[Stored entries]
☆ ☆ ☆ ☆ ☆

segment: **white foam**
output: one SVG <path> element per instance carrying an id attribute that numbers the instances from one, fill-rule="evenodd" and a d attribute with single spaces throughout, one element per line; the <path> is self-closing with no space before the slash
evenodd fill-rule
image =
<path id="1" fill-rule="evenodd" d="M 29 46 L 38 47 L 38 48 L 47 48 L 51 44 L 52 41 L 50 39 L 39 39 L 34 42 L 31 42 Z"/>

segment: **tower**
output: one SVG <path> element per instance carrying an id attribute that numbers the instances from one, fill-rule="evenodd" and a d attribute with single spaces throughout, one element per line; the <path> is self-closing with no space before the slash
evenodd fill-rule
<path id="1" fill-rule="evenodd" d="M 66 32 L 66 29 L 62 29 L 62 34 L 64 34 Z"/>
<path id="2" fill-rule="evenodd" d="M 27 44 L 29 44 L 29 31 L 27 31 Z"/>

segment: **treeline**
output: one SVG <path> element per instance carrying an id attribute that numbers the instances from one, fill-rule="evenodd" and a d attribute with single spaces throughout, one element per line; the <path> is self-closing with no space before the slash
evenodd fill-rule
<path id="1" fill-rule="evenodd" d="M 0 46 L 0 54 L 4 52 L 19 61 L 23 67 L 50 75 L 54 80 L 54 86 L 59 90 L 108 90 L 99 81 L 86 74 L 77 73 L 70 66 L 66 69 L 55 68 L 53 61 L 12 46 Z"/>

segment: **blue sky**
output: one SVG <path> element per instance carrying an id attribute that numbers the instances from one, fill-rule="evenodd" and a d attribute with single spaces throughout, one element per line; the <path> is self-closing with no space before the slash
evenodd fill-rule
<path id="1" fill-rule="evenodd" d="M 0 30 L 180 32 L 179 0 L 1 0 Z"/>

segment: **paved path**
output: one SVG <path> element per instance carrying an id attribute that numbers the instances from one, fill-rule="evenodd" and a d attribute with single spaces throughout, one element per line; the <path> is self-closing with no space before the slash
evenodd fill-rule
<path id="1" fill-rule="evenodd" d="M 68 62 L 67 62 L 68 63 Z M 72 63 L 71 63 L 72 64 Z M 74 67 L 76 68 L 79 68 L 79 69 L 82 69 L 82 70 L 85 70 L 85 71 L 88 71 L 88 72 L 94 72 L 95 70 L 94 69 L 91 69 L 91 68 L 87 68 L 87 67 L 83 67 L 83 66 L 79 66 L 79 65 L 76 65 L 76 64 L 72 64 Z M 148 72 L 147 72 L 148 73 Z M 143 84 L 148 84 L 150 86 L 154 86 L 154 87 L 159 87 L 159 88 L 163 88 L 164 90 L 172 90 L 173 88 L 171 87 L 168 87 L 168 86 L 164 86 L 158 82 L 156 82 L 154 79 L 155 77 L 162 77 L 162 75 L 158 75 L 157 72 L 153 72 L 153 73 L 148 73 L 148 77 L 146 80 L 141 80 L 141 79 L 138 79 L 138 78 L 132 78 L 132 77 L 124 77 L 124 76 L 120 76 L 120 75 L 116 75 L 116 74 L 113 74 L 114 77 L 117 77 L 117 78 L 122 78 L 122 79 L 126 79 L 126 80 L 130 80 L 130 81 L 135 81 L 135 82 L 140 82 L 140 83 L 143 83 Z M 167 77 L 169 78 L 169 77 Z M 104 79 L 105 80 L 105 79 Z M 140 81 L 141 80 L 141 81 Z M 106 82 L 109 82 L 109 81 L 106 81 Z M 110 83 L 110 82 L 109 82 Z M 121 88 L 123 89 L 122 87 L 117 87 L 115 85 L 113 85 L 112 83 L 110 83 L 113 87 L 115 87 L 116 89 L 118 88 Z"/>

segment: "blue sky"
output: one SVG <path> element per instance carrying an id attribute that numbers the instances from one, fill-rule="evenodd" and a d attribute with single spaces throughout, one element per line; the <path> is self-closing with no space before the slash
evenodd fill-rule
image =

☆ ☆ ☆ ☆ ☆

Exercise: Report every line of the stored entries above that contains the string "segment".

Response:
segment: **white foam**
segment: **tower**
segment: **treeline**
segment: **blue sky**
segment: **paved path**
segment: "blue sky"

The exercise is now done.